TASK DESCRIPTION: Before doing anything else, copy the entries below exactly.

_ _ _ _ _

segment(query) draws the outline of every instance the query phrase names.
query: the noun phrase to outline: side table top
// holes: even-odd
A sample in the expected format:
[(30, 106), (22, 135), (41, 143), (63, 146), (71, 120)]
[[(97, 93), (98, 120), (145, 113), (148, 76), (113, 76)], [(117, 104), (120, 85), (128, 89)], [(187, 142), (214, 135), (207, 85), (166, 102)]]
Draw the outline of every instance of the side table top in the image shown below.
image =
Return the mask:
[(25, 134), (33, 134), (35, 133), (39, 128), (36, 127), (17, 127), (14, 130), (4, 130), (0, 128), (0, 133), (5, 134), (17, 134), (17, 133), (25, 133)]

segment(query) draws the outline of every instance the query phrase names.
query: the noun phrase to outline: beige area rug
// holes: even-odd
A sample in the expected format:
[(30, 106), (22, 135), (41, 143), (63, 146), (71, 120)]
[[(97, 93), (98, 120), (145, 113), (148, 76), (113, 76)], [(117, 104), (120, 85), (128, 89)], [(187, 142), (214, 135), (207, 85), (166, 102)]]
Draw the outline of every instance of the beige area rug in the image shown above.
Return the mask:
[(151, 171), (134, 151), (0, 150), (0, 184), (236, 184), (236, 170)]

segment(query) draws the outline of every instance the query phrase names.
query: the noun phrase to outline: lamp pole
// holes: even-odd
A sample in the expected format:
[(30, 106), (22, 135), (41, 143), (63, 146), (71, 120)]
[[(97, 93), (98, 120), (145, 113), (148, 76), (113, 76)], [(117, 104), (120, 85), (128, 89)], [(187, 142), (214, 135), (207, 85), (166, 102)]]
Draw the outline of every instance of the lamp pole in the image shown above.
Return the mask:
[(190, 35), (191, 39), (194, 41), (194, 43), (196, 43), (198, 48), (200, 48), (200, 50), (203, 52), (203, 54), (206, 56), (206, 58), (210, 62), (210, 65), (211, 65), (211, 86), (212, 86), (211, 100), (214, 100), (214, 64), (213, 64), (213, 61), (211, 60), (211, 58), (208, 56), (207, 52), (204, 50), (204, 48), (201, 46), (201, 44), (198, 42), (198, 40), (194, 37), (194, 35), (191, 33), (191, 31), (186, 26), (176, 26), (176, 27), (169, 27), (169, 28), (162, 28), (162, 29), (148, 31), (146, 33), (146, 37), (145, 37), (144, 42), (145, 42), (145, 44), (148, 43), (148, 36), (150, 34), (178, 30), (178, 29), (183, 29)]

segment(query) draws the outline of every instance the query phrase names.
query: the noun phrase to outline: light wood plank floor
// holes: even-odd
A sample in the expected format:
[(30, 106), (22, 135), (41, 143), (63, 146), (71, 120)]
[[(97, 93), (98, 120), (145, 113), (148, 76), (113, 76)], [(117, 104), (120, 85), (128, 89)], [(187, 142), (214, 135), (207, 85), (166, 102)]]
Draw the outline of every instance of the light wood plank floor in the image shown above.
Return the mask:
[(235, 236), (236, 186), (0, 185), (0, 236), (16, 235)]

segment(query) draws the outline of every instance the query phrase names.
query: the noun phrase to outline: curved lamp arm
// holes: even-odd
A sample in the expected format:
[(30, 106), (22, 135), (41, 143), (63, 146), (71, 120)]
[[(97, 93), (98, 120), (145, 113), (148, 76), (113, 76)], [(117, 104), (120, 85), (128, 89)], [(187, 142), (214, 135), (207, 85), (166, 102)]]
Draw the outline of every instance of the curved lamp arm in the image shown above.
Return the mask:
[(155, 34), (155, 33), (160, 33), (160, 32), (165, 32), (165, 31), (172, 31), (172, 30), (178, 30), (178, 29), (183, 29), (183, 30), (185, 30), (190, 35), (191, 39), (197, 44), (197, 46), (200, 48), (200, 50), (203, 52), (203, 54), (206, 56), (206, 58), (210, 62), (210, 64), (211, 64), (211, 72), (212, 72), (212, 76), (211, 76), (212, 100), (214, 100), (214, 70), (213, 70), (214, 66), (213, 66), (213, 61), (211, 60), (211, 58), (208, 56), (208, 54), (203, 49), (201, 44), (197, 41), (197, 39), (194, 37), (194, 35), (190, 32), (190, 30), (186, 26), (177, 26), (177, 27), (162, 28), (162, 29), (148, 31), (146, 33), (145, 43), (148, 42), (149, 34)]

_ _ _ _ _

SOLUTION:
segment(query) draws the outline of every instance the query phrase names.
query: the noun phrase to outline: side table top
// holes: even-odd
A sample in the expected format:
[(30, 106), (22, 135), (41, 143), (63, 146), (71, 120)]
[[(97, 93), (98, 120), (145, 113), (148, 76), (113, 76)], [(117, 104), (120, 85), (128, 89)], [(187, 142), (214, 135), (207, 85), (166, 102)]]
Draw the outline of every instance of the side table top in the image shown below.
image =
Return the mask:
[(25, 134), (33, 134), (35, 133), (39, 128), (36, 127), (17, 127), (14, 130), (4, 130), (0, 128), (0, 133), (5, 134), (17, 134), (17, 133), (25, 133)]

segment(query) draws the outline of every instance the query phrase names.
query: the noun phrase to outline: beige area rug
// holes: even-odd
A sample in the expected format:
[(30, 106), (22, 135), (41, 143), (63, 146), (71, 120)]
[[(97, 93), (98, 120), (145, 113), (148, 76), (113, 76)], [(117, 104), (120, 85), (128, 89)], [(187, 142), (214, 135), (207, 85), (166, 102)]]
Draw the outline of every instance of the beige area rug in the image shown above.
Return the mask:
[(151, 171), (134, 151), (0, 150), (0, 184), (236, 184), (236, 170)]

segment(query) draws the outline of every instance the query phrase names.
query: the noun phrase to outline: lamp pole
// holes: even-odd
A sample in the expected format:
[(30, 106), (22, 135), (41, 143), (63, 146), (71, 120)]
[[(97, 93), (98, 120), (145, 113), (148, 76), (113, 76)], [(117, 104), (120, 85), (128, 89)], [(187, 142), (214, 135), (207, 85), (166, 102)]]
Draw the outline of every instance of the lamp pole in the image shown above.
Return the mask:
[(190, 35), (191, 39), (194, 41), (194, 43), (196, 43), (198, 48), (200, 48), (200, 50), (203, 52), (203, 54), (206, 56), (206, 58), (210, 62), (210, 65), (211, 65), (211, 86), (212, 86), (211, 100), (214, 100), (214, 64), (213, 64), (213, 61), (211, 60), (211, 58), (208, 56), (207, 52), (204, 50), (204, 48), (201, 46), (201, 44), (198, 42), (198, 40), (194, 37), (194, 35), (191, 33), (191, 31), (186, 26), (176, 26), (176, 27), (169, 27), (169, 28), (162, 28), (162, 29), (148, 31), (146, 33), (146, 37), (145, 37), (144, 42), (145, 42), (145, 44), (148, 43), (148, 36), (150, 34), (178, 30), (178, 29), (183, 29)]

segment(query) draws the outline of every instance the query phrase names.
query: the noun phrase to outline: light wood plank floor
// holes: even-odd
A sample in the expected format:
[(30, 106), (22, 135), (41, 143), (63, 146), (71, 120)]
[[(97, 93), (98, 120), (145, 113), (148, 76), (113, 76)], [(117, 104), (120, 85), (128, 89)], [(187, 142), (214, 135), (207, 85), (166, 102)]]
Draw the outline of every instance of the light wood plank floor in the image shown above.
Return the mask:
[(235, 236), (236, 186), (0, 185), (0, 236), (16, 235)]

segment(query) draws the outline of every instance the query phrase names.
query: the noun phrase to outline: curved lamp arm
// holes: even-odd
A sample in the expected format:
[(30, 106), (22, 135), (41, 143), (63, 146), (71, 120)]
[[(97, 93), (98, 120), (145, 113), (148, 76), (113, 76)], [(117, 104), (120, 85), (128, 89)], [(187, 142), (214, 135), (207, 85), (166, 102)]]
Draw the outline of every instance of the curved lamp arm in the image shown above.
Return the mask:
[(155, 34), (155, 33), (160, 33), (160, 32), (165, 32), (165, 31), (172, 31), (172, 30), (178, 30), (178, 29), (183, 29), (183, 30), (185, 30), (190, 35), (191, 39), (197, 44), (197, 46), (200, 48), (200, 50), (203, 52), (203, 54), (206, 56), (206, 58), (210, 62), (210, 64), (211, 64), (211, 72), (212, 72), (212, 76), (211, 76), (212, 100), (214, 100), (214, 70), (213, 70), (214, 66), (213, 66), (213, 61), (211, 60), (211, 58), (208, 56), (208, 54), (203, 49), (201, 44), (197, 41), (197, 39), (194, 37), (194, 35), (190, 32), (190, 30), (186, 26), (177, 26), (177, 27), (162, 28), (162, 29), (148, 31), (146, 33), (145, 43), (148, 42), (149, 34)]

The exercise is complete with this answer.